EXERCISE GOAL —
Count the lines in the records below that contain the word "every", treating uppercase and lowercase as different. Reply with the number alone.

— start RECORDED DATA —

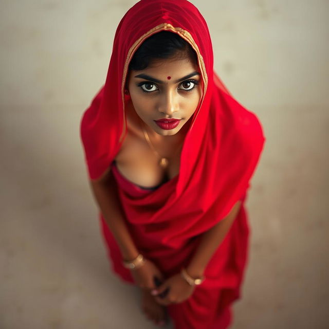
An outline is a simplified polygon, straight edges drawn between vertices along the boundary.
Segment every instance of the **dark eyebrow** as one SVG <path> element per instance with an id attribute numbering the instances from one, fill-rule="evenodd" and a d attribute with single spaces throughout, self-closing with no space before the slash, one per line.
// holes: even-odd
<path id="1" fill-rule="evenodd" d="M 175 83 L 177 83 L 177 82 L 180 82 L 180 81 L 183 81 L 184 80 L 186 80 L 187 79 L 189 79 L 189 78 L 191 78 L 192 77 L 194 77 L 194 76 L 199 76 L 200 74 L 196 71 L 194 71 L 190 74 L 188 74 L 187 76 L 185 76 L 180 79 L 178 79 L 178 80 L 174 81 Z M 149 81 L 152 81 L 152 82 L 156 82 L 157 83 L 164 83 L 163 81 L 161 81 L 157 79 L 155 79 L 155 78 L 153 78 L 150 76 L 148 76 L 146 74 L 144 74 L 142 73 L 141 74 L 139 74 L 137 76 L 135 76 L 135 78 L 141 78 L 142 79 L 144 79 L 145 80 L 149 80 Z"/>

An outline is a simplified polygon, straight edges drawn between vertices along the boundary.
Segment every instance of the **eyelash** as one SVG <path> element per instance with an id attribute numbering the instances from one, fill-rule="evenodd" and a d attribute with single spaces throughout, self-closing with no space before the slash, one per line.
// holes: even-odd
<path id="1" fill-rule="evenodd" d="M 179 86 L 180 86 L 181 85 L 182 85 L 183 83 L 184 83 L 185 82 L 192 82 L 192 83 L 194 84 L 194 86 L 193 87 L 193 88 L 191 88 L 190 89 L 187 90 L 186 89 L 180 89 L 179 90 L 182 90 L 183 92 L 192 92 L 194 89 L 195 89 L 195 88 L 196 87 L 196 86 L 199 84 L 199 82 L 197 80 L 194 80 L 193 79 L 189 79 L 188 80 L 184 80 L 184 81 L 182 81 L 180 84 L 179 84 Z M 158 88 L 158 89 L 156 90 L 153 90 L 152 92 L 146 92 L 145 90 L 144 90 L 142 88 L 142 86 L 144 85 L 144 84 L 153 84 L 153 85 L 155 85 L 157 86 L 157 87 Z M 140 89 L 141 89 L 142 92 L 143 92 L 143 93 L 146 93 L 147 94 L 151 94 L 151 93 L 154 93 L 154 92 L 157 92 L 158 90 L 159 90 L 159 88 L 155 84 L 155 83 L 154 83 L 154 82 L 152 82 L 152 81 L 143 81 L 142 82 L 140 82 L 137 86 L 138 87 L 140 87 Z"/>

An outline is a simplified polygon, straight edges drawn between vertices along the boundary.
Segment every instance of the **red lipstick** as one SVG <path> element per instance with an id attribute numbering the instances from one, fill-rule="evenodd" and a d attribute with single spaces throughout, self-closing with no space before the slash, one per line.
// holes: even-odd
<path id="1" fill-rule="evenodd" d="M 155 120 L 155 123 L 161 129 L 170 130 L 177 127 L 180 122 L 180 119 L 159 119 Z"/>

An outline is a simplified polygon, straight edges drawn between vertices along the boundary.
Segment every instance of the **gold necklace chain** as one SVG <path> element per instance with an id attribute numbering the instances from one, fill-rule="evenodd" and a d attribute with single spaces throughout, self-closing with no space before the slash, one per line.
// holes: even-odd
<path id="1" fill-rule="evenodd" d="M 145 139 L 148 142 L 148 143 L 151 147 L 152 151 L 156 154 L 156 155 L 160 158 L 160 160 L 159 161 L 159 162 L 158 162 L 159 165 L 163 169 L 166 168 L 168 166 L 169 160 L 167 158 L 162 157 L 161 155 L 160 155 L 160 154 L 159 154 L 159 153 L 157 152 L 156 150 L 155 150 L 155 148 L 154 148 L 153 144 L 152 143 L 152 142 L 150 139 L 150 137 L 149 137 L 149 134 L 148 134 L 147 132 L 144 128 L 144 126 L 142 125 L 141 122 L 140 123 L 140 124 L 141 124 L 142 129 L 143 130 L 143 132 L 144 133 L 144 136 L 145 136 Z M 179 147 L 178 148 L 178 149 L 176 150 L 176 152 L 174 152 L 174 155 L 176 154 L 176 152 L 177 152 L 177 150 L 180 148 L 180 146 L 181 146 L 182 144 L 182 143 L 181 143 Z"/>

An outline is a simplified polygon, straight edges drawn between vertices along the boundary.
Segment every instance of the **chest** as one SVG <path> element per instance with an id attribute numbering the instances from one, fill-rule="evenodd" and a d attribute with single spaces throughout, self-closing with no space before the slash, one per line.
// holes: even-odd
<path id="1" fill-rule="evenodd" d="M 145 138 L 140 126 L 127 118 L 127 134 L 115 160 L 118 169 L 132 182 L 153 187 L 171 179 L 179 172 L 182 143 L 151 140 L 156 154 Z M 168 159 L 163 168 L 160 157 Z"/>

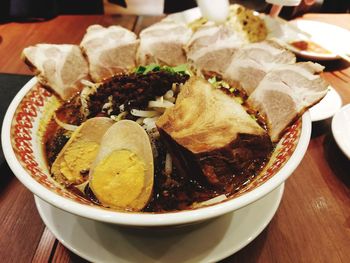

— end RECORDED DATA —

THE ANSWER —
5